Dataset items:

###

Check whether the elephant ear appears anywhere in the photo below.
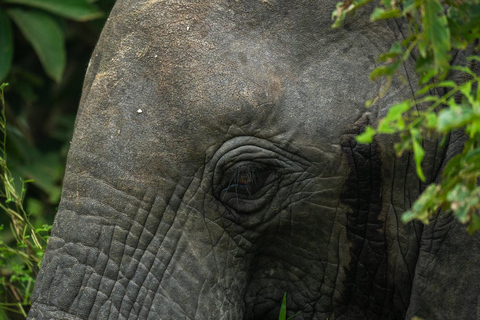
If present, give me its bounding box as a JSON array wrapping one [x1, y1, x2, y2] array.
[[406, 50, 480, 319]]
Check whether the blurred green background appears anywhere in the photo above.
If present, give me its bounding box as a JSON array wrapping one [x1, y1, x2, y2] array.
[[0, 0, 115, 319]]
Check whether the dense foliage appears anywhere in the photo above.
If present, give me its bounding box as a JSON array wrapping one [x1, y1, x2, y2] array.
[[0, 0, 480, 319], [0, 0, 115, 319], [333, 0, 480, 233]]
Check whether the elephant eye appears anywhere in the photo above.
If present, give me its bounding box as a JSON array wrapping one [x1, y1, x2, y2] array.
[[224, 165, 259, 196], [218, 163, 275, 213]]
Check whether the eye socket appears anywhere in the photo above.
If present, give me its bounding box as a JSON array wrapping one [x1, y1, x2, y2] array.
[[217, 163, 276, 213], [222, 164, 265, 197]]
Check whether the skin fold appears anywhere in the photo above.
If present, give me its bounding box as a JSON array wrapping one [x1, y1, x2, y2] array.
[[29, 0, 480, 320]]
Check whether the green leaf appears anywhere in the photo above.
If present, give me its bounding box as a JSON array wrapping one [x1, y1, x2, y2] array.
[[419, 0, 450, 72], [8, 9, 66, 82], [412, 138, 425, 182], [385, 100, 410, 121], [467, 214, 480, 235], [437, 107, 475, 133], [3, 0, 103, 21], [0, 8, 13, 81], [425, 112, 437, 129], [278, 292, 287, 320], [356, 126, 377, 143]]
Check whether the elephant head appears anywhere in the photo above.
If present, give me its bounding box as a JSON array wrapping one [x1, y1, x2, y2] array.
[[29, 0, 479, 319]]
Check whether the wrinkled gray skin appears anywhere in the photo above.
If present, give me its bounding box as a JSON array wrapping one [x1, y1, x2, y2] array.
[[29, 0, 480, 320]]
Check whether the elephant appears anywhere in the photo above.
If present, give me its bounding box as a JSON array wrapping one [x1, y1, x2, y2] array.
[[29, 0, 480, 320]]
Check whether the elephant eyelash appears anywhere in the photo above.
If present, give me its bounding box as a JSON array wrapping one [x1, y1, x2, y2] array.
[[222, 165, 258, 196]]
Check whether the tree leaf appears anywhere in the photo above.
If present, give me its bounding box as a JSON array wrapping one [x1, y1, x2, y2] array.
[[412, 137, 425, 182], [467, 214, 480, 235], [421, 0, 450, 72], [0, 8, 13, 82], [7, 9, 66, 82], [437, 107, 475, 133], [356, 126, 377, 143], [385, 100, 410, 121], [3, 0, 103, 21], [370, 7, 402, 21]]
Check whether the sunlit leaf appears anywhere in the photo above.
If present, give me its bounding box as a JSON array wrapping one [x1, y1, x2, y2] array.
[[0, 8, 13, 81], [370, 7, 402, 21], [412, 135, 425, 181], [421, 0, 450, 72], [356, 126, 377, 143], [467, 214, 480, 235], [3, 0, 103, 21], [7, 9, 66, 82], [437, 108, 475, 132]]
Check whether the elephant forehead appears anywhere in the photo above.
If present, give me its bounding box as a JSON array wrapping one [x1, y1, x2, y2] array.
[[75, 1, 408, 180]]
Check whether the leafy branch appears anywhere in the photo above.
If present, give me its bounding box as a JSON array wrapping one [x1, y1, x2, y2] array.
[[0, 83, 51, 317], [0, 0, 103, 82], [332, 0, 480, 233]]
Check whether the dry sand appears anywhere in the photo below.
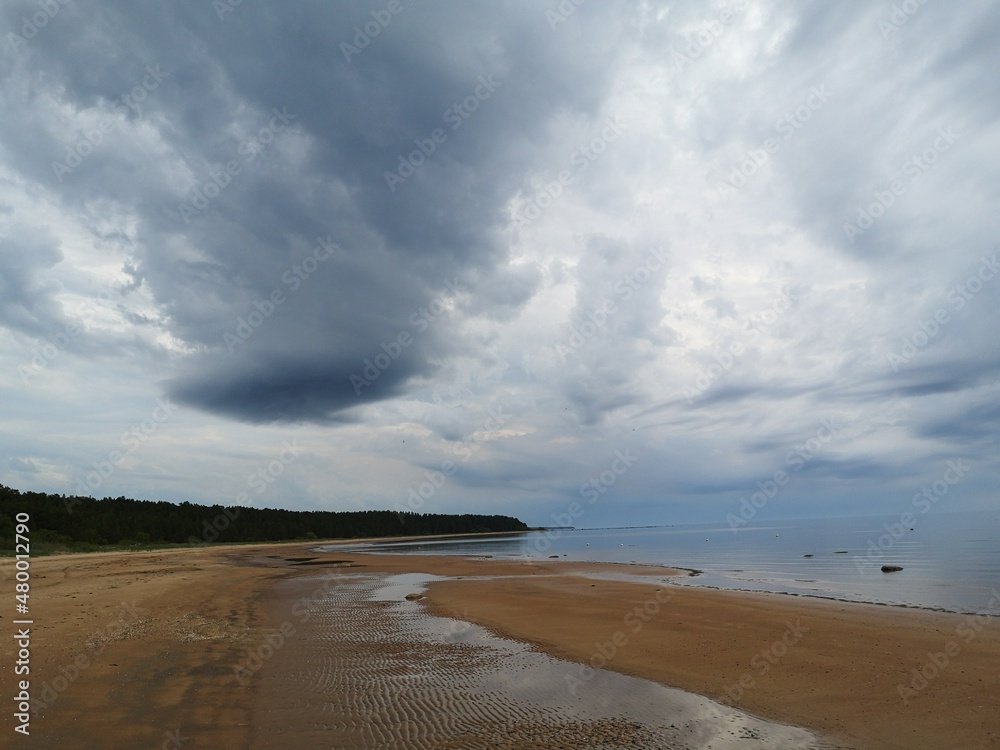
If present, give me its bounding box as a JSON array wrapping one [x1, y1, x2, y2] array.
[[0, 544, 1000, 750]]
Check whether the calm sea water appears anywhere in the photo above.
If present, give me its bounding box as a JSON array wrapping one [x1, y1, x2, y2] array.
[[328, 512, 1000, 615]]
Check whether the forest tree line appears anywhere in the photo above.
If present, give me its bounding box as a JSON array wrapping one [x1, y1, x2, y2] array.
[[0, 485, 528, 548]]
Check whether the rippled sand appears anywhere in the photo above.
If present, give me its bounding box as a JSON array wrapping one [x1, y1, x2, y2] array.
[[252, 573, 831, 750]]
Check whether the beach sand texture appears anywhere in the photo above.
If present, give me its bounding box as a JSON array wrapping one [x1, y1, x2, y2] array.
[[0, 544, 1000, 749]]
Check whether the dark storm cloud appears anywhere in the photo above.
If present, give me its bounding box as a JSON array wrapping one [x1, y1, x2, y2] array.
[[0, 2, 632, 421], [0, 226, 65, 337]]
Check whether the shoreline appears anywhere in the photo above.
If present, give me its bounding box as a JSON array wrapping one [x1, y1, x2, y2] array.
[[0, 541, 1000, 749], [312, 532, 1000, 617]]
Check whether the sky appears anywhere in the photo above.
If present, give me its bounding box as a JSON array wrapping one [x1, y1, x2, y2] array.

###

Task statement: Pick out every line of the records above that contains the word "skin", and copy each one in full.

Response to the exercise:
Check whether the skin fold appears anywhere in the photo above.
Check whether the wrinkled gray skin appears anywhere in the photo above.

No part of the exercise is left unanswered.